• **AUFGABE**
Gib den folgenden Text über das BEM und den Datenschutz vollständig und Wort für Wort wieder.

• **AUSZUG**
━━━━━━━━
BEM: Wirksamkeit hängt (auch) von Einhaltung des Datenschutzes ab

Die Öffnungsklauseln der DS-GVO lassen nationale Regelungen zur Datenverarbeitung im Beschäftigungskontext öffentlicher Stellen zu (siehe Artikel 6 Absatz 2 und Absatz 3 lit. b) DS-GVO sowie Artikel 88 DS-GVO). Der Bundesgesetzgeber hat unter anderem mit den spezialgesetzlichen Regelungen in den Sozialgesetzbüchern hiervon Gebrauch gemacht.
Bei der Durchführung des Verfahrens für das Betriebliche Eingliederungsmanagement (BEM) nach § 167 Absatz 2 SGB IX handelt es sich um eine originäre Aufgabe der Personalverwaltung. Beim BEM werden eine Vielzahl von personenbezogenen Daten der Beschäftigten (zum Beispiel Namen und Kontaktdaten, siehe Art. 4 Nummer 1 DS-GVO) verarbeitet. Zudem werden beim BEM besondere Kategorien personenbezogener Daten der Beschäftigten verarbeitet, zum Beispiel Gesundheitsdaten im Sinne von Art. 4 Nummer 15 DS-GVO (siehe Artikel 9 DS-GVO, (vgl. LfD Niedersachsen „Betriebliches Eingliederungsmanagement (BEM); Datenschutzrechtliche Aspekte zur Verfahrensweise„).
Das Arbeitsgericht Köln (10 Ca 7069/2) hat sich im Rahmen einer Kündigungsschutzklage mit der Frage beschäftigt, welche arbeitsrechtlichen Konsequenzen eintreten, wenn im Rahmen des BEM-Prozesses datenschutzrechtliche Anforderungen nicht eingehalten werden. Kann die Wirksamkeit eines durchgeführten BEM davon von der Richtigkeit und Vollständigkeit von Datenschutzhinweisen abhängen, die im Rahmmen des BEM-Prozesses dem/der betroffenen Beschäftigten zukommen zu lassen sind?
━━━━━━━━
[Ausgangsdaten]
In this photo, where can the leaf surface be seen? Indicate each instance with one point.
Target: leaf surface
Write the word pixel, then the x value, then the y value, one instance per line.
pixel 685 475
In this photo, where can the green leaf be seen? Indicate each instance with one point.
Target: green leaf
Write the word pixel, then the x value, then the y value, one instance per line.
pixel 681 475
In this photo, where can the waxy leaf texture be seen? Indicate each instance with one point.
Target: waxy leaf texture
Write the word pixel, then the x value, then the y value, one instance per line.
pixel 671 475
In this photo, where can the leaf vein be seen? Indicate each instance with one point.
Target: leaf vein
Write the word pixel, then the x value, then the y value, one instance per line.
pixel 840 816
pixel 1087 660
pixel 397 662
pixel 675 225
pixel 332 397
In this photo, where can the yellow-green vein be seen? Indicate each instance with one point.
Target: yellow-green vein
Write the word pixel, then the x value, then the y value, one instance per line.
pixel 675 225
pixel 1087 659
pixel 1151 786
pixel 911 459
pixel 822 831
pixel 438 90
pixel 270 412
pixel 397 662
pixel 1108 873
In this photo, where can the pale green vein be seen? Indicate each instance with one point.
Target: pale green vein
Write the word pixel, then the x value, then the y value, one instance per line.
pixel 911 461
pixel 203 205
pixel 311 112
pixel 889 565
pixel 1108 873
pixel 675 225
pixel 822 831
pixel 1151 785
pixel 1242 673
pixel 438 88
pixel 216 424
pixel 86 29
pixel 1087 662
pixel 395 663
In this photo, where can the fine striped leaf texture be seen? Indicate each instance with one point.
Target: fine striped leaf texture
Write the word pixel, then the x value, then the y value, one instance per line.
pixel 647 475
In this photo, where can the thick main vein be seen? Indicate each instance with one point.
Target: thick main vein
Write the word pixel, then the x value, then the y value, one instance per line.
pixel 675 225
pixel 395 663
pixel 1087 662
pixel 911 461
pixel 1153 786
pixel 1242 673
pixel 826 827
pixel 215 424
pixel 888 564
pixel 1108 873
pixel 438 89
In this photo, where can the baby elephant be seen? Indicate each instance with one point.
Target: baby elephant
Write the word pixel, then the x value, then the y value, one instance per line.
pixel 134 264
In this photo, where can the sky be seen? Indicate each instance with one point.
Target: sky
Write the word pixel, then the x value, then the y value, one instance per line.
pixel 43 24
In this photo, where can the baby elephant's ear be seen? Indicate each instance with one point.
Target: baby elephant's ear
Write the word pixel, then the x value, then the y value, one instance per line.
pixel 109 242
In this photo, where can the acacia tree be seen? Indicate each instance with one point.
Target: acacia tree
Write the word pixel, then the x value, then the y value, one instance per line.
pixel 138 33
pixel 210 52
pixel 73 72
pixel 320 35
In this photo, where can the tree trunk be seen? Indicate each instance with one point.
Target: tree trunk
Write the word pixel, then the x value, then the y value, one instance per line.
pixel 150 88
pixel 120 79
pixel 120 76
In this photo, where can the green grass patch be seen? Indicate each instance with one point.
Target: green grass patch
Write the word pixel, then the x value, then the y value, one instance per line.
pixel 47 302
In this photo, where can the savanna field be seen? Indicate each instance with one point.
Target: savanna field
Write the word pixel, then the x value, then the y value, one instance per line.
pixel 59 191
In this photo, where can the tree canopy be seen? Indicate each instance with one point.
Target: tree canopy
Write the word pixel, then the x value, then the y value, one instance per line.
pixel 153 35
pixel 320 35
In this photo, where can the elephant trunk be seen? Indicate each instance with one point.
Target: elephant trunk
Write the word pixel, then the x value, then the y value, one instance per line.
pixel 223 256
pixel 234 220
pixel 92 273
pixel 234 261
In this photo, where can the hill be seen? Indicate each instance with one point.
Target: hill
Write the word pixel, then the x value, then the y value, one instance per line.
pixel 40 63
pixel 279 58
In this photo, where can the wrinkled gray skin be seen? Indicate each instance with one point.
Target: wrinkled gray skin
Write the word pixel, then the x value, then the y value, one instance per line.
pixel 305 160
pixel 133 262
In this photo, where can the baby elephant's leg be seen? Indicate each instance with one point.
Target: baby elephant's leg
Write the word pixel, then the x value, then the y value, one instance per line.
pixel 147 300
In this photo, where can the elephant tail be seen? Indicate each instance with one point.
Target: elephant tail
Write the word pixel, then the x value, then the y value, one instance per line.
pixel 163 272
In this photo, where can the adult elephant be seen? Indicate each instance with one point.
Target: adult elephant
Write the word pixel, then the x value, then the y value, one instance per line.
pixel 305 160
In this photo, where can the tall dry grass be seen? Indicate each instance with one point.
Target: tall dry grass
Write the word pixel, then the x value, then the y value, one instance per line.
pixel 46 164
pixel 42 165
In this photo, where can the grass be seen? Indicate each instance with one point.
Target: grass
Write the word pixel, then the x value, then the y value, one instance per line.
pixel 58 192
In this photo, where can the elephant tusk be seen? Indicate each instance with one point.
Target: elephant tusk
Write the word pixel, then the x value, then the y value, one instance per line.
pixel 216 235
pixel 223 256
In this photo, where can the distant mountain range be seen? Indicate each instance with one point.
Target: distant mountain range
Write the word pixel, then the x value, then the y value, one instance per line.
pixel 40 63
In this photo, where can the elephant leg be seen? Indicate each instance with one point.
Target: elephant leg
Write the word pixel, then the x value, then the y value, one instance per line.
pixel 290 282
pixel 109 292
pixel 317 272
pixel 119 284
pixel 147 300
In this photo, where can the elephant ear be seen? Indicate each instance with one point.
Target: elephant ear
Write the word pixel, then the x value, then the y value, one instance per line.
━━━━━━━━
• **DEINE LÖSUNG**
BEM: Wirksamkeit hängt (auch) von Einhaltung des Datenschutzes ab

Die Öffnungsklauseln der DS-GVO lassen nationale Regelungen zur Datenverarbeitung im Beschäftigungskontext öffentlicher Stellen zu (siehe Artikel 6 Absatz 2 und Absatz 3 lit. b) DS-GVO sowie Artikel 88 DS-GVO). Der Bundesgesetzgeber hat unter anderem mit den spezialgesetzlichen Regelungen in den Sozialgesetzbüchern hiervon Gebrauch gemacht.
Bei der Durchführung des Verfahrens für das Betriebliche Eingliederungsmanagement (BEM) nach § 167 Absatz 2 SGB IX handelt es sich um eine originäre Aufgabe der Personalverwaltung. Beim BEM werden eine Vielzahl von personenbezogenen Daten der Beschäftigten (zum Beispiel Namen und Kontaktdaten, siehe Art. 4 Nummer 1 DS-GVO) verarbeitet. Zudem werden beim BEM besondere Kategorien personenbezogener Daten der Beschäftigten verarbeitet, zum Beispiel Gesundheitsdaten im Sinne von Art. 4 Nummer 15 DS-GVO (siehe Artikel 9 DS-GVO, (vgl. LfD Niedersachsen „Betriebliches Eingliederungsmanagement (BEM); Datenschutzrechtliche Aspekte zur Verfahrensweise„).
Das Arbeitsgericht Köln (10 Ca 7069/2) hat sich im Rahmen einer Kündigungsschutzklage mit der Frage beschäftigt, welche arbeitsrechtlichen Konsequenzen eintreten, wenn im Rahmen des BEM-Prozesses datenschutzrechtliche Anforderungen nicht eingehalten werden. Kann die Wirksamkeit eines durchgeführten BEM davon von der Richtigkeit und Vollständigkeit von Datenschutzhinweisen abhängen, die im Rahmmen des BEM-Prozesses dem/der betroffenen Beschäftigten zukommen zu lassen sind?